_Exercise instructions_
Repeat every line of the material below exactly.

□ □ □ □ □

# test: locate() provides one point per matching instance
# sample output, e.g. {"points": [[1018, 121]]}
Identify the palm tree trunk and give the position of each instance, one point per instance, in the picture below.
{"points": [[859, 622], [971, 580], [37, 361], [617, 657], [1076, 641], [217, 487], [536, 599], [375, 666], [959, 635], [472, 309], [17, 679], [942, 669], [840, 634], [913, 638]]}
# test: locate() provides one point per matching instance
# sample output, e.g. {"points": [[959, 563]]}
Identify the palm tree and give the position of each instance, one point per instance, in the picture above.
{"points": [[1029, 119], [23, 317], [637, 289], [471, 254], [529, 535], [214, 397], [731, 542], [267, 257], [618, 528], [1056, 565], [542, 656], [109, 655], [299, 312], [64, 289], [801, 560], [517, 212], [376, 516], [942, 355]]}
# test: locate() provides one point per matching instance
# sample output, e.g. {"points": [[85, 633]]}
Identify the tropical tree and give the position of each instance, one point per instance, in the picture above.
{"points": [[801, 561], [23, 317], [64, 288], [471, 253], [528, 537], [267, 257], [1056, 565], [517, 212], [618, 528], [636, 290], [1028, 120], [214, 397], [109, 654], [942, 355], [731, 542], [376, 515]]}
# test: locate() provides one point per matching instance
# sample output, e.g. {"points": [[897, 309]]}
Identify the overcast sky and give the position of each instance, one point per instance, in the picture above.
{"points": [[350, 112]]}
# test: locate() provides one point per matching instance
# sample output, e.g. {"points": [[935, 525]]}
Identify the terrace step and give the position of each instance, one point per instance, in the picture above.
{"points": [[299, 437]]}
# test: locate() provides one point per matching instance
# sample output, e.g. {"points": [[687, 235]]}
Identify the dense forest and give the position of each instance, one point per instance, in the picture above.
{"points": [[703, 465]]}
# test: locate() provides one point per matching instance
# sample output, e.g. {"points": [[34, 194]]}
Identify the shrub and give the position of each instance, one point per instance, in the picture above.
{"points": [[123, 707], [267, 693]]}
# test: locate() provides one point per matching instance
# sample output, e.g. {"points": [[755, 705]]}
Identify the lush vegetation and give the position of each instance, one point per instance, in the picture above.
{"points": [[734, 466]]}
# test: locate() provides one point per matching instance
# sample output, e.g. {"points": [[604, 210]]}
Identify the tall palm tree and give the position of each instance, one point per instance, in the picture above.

□ □ □ □ □

_Answer box_
# test: locate() provides one point per matching instance
# sample output, e.g. {"points": [[1018, 121]]}
Identify the palm tree trunk and give the position of each instance, one point per instance, in the picture below.
{"points": [[859, 622], [971, 580], [37, 361], [617, 657], [1076, 641], [217, 487], [536, 599], [375, 666], [959, 635], [472, 309], [17, 679], [942, 669], [840, 634], [913, 638]]}
# test: locate() provides one point per matching instance
# sample output, e.g. {"points": [[959, 563]]}
Identify the palm tree and give the position of each instance, one point per instance, in the picture above.
{"points": [[1029, 119], [23, 317], [637, 289], [471, 254], [529, 535], [214, 397], [731, 542], [267, 257], [618, 528], [1056, 565], [542, 656], [109, 655], [299, 312], [64, 289], [801, 560], [517, 212], [376, 516], [942, 355]]}
# test: locate() provides one point per matching instance
# sample output, e.g. {"points": [[85, 633]]}
Identify the tropical tree and give the position of each instance, one point per instance, in the picture above.
{"points": [[801, 561], [23, 317], [64, 288], [471, 253], [528, 537], [267, 257], [1056, 565], [517, 212], [618, 528], [636, 290], [1028, 120], [214, 397], [109, 654], [942, 355], [731, 542], [376, 515]]}
# test: locate() provides one point per matching instance
# sample output, e.g. {"points": [[897, 309]]}
Identify the overcast sky and give the position of each instance, one point per instance, in the picture above.
{"points": [[350, 112]]}
# test: locate() provides one point per matching instance
# sample output, e.g. {"points": [[935, 525]]}
Identify the terrace step and give the position of each instance, one point per instance, in the picture above.
{"points": [[299, 437]]}
# test: locate() provides one point per matching instance
# sample output, e.g. {"points": [[687, 235]]}
Identify the dense forest and give the position of each instance, one point per instance, in the picture above.
{"points": [[703, 465]]}
# test: locate() provides one point per matching instance
# sample output, e.g. {"points": [[34, 194]]}
Identify the shrub and give the position of each instance, one point per instance, in the picture above.
{"points": [[123, 707], [267, 693]]}
# test: locate() provides one point per matching instance
# sample output, e.g. {"points": [[755, 705]]}
Identify the lush vegetation and give the position of each instance, one point per instance, in the picture above.
{"points": [[734, 466]]}
# test: locate() provides one point per matching instance
# sample output, e.g. {"points": [[604, 210]]}
Identify the tall palm tree and give the position of each instance, one point per instance, in the picture above.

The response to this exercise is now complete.